## What is required
Look through the entries below for the string "blonde", and copy each line where it is found.

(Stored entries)
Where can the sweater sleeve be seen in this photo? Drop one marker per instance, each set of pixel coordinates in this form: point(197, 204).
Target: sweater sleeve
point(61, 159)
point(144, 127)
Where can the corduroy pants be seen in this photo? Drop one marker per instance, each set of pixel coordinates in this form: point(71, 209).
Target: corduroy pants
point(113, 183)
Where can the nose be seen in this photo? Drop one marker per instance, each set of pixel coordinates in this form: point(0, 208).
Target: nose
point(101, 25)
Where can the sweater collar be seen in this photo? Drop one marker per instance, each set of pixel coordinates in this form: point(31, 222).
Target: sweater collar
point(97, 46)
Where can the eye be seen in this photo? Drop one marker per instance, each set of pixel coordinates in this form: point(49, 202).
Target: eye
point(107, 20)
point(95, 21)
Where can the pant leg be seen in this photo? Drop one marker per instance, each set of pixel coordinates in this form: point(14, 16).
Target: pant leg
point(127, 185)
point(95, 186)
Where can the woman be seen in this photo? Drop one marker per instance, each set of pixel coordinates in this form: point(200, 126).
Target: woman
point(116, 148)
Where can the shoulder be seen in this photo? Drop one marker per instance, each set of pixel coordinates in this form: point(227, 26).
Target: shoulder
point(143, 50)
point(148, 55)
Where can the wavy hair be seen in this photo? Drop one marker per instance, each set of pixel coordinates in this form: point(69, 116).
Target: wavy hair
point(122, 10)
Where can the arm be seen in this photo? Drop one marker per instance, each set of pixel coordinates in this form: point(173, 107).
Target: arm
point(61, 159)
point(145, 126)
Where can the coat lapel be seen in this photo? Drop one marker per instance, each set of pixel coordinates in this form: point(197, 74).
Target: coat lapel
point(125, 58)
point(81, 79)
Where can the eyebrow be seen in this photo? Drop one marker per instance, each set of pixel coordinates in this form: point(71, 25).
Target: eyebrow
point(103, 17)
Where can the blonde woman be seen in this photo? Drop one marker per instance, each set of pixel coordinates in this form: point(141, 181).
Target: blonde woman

## Your response
Where can the blonde woman be seen in this photo? Drop one marker per instance, each set of pixel coordinates in this form: point(141, 181).
Target: blonde woman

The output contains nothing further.